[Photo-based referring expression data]

* * * * * * * * *

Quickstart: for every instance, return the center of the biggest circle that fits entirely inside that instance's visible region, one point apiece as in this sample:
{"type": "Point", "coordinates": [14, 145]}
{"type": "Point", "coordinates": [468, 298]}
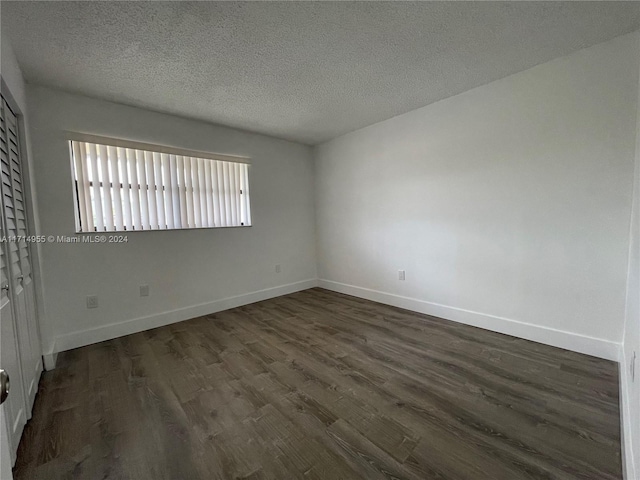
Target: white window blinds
{"type": "Point", "coordinates": [128, 189]}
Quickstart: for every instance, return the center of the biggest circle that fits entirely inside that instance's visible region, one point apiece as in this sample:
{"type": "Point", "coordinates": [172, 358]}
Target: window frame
{"type": "Point", "coordinates": [130, 186]}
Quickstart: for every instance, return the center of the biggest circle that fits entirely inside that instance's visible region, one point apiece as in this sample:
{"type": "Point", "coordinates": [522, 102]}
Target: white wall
{"type": "Point", "coordinates": [631, 384]}
{"type": "Point", "coordinates": [508, 205]}
{"type": "Point", "coordinates": [187, 270]}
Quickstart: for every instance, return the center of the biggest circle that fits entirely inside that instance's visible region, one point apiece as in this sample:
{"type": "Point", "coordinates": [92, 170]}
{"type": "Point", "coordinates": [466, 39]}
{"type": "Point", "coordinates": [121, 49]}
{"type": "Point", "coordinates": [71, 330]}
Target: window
{"type": "Point", "coordinates": [120, 188]}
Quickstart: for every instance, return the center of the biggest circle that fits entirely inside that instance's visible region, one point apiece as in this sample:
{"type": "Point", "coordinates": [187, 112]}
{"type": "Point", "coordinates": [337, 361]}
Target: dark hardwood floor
{"type": "Point", "coordinates": [319, 385]}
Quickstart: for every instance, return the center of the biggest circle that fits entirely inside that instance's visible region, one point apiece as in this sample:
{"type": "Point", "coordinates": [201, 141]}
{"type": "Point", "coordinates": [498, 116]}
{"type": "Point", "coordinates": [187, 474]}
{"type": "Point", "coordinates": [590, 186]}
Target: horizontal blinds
{"type": "Point", "coordinates": [125, 189]}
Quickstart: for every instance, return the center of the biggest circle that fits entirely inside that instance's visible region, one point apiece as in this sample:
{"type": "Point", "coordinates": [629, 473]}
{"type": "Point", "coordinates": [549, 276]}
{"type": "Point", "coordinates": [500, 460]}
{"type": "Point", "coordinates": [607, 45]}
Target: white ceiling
{"type": "Point", "coordinates": [305, 71]}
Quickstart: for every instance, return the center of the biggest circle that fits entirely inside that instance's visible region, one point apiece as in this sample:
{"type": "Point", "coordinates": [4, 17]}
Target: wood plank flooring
{"type": "Point", "coordinates": [319, 385]}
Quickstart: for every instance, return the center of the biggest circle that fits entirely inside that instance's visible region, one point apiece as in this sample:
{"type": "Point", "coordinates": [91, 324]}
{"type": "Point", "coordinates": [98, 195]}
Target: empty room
{"type": "Point", "coordinates": [320, 240]}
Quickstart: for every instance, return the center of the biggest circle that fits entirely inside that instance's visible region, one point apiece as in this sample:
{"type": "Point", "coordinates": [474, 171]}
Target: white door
{"type": "Point", "coordinates": [14, 407]}
{"type": "Point", "coordinates": [20, 354]}
{"type": "Point", "coordinates": [20, 271]}
{"type": "Point", "coordinates": [5, 454]}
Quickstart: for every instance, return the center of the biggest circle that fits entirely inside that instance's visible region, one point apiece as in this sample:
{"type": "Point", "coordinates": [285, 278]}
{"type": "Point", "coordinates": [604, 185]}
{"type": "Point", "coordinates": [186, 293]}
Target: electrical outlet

* * * * * * * * *

The task requires that every line above be transcribed exactly, without the images.

Expected answer:
Quickstart: for every instance, return the center of the biggest circle that fits entirely inside that instance's visible region, one point apiece as in this sample:
{"type": "Point", "coordinates": [14, 145]}
{"type": "Point", "coordinates": [468, 298]}
Target: white window blinds
{"type": "Point", "coordinates": [128, 189]}
Quickstart: for every instance, return the center of the biggest circle that fits entirely inside that instance's visible region, one point apiece as in this sample:
{"type": "Point", "coordinates": [172, 358]}
Target: window frame
{"type": "Point", "coordinates": [130, 186]}
Quickstart: for every instance, return the center of the biggest circle that fits entirely inside that instance's visible region, one point apiece as in this sample:
{"type": "Point", "coordinates": [522, 102]}
Target: white wall
{"type": "Point", "coordinates": [631, 384]}
{"type": "Point", "coordinates": [508, 205]}
{"type": "Point", "coordinates": [187, 270]}
Quickstart: for every instance, return the center of the biggest circle that fits entirely inside that instance's visible region, one point apiece as in this sample:
{"type": "Point", "coordinates": [92, 170]}
{"type": "Point", "coordinates": [466, 39]}
{"type": "Point", "coordinates": [121, 49]}
{"type": "Point", "coordinates": [71, 330]}
Target: window
{"type": "Point", "coordinates": [120, 188]}
Quickstart: for every instance, return the center of the biggest circle that fits entirely inside that instance's visible region, one point apiece as in this sample:
{"type": "Point", "coordinates": [187, 112]}
{"type": "Point", "coordinates": [337, 361]}
Target: dark hardwood floor
{"type": "Point", "coordinates": [319, 385]}
Quickstart: for every instance, return the center of the biggest circle that fits entirely inside that instance's visible region, one point apiece as in this sample:
{"type": "Point", "coordinates": [201, 141]}
{"type": "Point", "coordinates": [498, 116]}
{"type": "Point", "coordinates": [187, 474]}
{"type": "Point", "coordinates": [590, 186]}
Target: horizontal blinds
{"type": "Point", "coordinates": [125, 189]}
Quickstart: for every instance, return the center of the biggest circle that fits entirely inside that instance's visible region, one point apiece as in this sample:
{"type": "Point", "coordinates": [629, 473]}
{"type": "Point", "coordinates": [549, 276]}
{"type": "Point", "coordinates": [500, 460]}
{"type": "Point", "coordinates": [607, 45]}
Target: white ceiling
{"type": "Point", "coordinates": [305, 71]}
Quickstart: for every instance, return the center of the biggest circle that fits entirely inside that instance's visible region, one point apiece as in this sample:
{"type": "Point", "coordinates": [4, 17]}
Target: wood plank flooring
{"type": "Point", "coordinates": [319, 385]}
Quickstart: for every instance, return the center of the biggest circle that fits entirely inside that instance's visible region, one point apiece as in this sample:
{"type": "Point", "coordinates": [91, 324]}
{"type": "Point", "coordinates": [98, 195]}
Target: empty room
{"type": "Point", "coordinates": [320, 240]}
Quickstart: for every instance, return the center of the biggest circle that fits entirely inside that instance's visible region, one point apiece as in this sample:
{"type": "Point", "coordinates": [474, 171]}
Target: white door
{"type": "Point", "coordinates": [14, 407]}
{"type": "Point", "coordinates": [20, 354]}
{"type": "Point", "coordinates": [20, 271]}
{"type": "Point", "coordinates": [5, 454]}
Quickstart: for every instance, return the center of the biggest circle that fits entirely inside that instance's visible region, one point apiece as in this sample:
{"type": "Point", "coordinates": [285, 278]}
{"type": "Point", "coordinates": [604, 185]}
{"type": "Point", "coordinates": [186, 293]}
Target: electrical outlet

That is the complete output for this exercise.